» **Short task**
Please locate every line in the records below that contains the string "mountain", and copy each of those lines.
# START OF The data
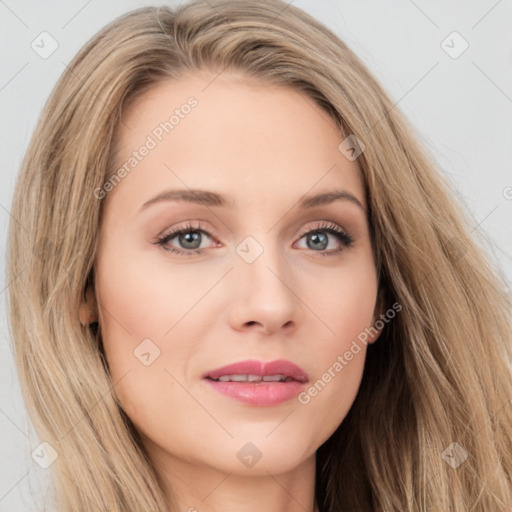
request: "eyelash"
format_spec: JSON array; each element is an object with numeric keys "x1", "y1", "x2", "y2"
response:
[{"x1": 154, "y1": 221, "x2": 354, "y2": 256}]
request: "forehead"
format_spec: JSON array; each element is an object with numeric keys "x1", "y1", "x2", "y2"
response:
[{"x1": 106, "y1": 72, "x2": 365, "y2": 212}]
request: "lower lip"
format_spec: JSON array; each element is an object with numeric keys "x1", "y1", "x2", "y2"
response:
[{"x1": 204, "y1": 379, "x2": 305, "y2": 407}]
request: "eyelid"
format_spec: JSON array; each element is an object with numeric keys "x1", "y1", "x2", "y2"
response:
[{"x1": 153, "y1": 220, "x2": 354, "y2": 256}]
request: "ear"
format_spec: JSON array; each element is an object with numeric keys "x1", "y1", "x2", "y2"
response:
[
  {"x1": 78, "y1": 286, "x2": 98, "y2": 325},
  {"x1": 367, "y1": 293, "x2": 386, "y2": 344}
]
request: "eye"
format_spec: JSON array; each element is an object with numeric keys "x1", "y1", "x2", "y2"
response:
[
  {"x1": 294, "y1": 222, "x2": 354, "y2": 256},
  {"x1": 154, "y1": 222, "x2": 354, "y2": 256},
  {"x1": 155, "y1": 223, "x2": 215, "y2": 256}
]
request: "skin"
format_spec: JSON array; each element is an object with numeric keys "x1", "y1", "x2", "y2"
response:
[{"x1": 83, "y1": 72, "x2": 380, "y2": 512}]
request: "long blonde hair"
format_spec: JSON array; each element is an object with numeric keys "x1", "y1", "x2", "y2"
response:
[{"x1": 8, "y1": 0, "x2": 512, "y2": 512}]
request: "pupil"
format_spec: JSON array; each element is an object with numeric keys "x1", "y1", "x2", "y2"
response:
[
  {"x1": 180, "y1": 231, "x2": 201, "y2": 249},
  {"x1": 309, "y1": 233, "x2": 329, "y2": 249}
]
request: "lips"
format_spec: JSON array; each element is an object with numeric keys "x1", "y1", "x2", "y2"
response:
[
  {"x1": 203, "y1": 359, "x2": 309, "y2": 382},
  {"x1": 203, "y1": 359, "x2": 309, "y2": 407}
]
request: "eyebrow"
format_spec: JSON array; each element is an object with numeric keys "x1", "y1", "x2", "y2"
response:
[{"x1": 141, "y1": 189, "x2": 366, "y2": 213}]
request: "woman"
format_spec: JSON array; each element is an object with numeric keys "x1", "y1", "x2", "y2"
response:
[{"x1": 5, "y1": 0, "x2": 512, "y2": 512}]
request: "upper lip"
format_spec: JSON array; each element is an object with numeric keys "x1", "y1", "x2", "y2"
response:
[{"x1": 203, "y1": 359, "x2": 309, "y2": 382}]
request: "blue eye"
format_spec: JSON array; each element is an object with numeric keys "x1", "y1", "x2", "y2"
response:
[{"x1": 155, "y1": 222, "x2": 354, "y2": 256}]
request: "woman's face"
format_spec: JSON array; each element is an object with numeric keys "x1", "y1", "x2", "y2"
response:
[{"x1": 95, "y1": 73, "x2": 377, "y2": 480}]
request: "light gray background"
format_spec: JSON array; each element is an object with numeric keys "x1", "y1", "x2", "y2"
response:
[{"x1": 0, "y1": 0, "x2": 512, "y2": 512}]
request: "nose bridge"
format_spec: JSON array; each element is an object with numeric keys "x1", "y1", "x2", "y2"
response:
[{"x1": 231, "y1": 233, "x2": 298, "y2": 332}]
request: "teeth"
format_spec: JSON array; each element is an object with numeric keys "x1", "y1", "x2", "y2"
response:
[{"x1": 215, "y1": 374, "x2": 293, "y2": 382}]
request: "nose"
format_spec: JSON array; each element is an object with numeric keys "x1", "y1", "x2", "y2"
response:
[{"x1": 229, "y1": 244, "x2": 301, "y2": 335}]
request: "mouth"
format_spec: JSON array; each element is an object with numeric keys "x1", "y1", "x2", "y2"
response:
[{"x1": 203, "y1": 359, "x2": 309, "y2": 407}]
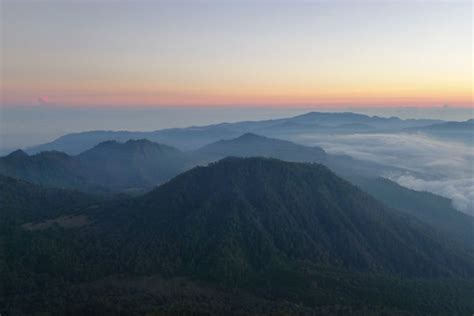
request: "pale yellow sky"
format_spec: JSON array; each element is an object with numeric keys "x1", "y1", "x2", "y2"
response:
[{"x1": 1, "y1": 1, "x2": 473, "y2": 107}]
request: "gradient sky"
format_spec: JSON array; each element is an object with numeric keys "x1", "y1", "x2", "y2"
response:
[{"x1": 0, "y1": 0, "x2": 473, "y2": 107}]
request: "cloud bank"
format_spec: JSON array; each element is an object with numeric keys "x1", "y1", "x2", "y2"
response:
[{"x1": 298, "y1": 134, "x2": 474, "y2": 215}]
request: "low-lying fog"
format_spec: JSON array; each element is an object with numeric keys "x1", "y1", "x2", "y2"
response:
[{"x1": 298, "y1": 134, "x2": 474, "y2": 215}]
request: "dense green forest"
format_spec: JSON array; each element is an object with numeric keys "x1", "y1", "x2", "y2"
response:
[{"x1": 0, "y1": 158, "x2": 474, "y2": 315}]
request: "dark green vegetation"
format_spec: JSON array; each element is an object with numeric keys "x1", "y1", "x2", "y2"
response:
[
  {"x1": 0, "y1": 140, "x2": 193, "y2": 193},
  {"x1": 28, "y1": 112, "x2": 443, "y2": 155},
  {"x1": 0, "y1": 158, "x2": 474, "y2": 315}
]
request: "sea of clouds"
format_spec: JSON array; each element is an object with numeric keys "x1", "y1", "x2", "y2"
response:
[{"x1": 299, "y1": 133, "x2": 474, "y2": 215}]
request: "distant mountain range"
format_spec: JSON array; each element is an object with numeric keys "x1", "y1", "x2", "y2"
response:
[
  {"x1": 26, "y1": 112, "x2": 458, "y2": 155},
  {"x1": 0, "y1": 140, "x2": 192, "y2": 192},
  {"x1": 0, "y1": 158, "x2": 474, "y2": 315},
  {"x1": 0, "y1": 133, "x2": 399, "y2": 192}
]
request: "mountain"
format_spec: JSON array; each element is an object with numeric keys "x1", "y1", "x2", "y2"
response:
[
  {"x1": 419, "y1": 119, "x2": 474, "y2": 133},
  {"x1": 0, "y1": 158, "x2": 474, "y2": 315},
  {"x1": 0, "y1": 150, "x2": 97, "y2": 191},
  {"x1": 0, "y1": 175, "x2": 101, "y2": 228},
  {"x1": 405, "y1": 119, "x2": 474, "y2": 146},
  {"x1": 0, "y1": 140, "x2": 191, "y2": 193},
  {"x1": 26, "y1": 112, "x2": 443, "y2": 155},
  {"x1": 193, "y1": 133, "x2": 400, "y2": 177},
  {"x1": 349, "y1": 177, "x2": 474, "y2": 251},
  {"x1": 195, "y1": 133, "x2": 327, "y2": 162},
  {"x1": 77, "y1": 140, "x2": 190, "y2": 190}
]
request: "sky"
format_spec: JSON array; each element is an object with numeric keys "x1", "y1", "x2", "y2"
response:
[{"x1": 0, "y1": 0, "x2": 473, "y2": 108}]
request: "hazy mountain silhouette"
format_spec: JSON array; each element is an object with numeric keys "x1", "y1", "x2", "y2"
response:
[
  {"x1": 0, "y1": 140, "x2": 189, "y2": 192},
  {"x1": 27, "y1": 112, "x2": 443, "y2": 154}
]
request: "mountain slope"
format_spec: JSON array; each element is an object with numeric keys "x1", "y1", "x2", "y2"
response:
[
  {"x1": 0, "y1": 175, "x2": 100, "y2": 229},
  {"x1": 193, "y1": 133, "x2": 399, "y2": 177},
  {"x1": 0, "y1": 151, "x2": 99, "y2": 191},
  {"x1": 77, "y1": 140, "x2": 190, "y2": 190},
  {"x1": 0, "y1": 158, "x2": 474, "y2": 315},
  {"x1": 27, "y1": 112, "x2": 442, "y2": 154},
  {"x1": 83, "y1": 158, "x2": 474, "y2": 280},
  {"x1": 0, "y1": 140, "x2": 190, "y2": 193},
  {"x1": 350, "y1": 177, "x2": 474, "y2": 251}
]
# END OF The data
» **Task response**
request: "distant mountain range"
request: "mountain"
request: "hazy mountain silhouette"
request: "mountain slope"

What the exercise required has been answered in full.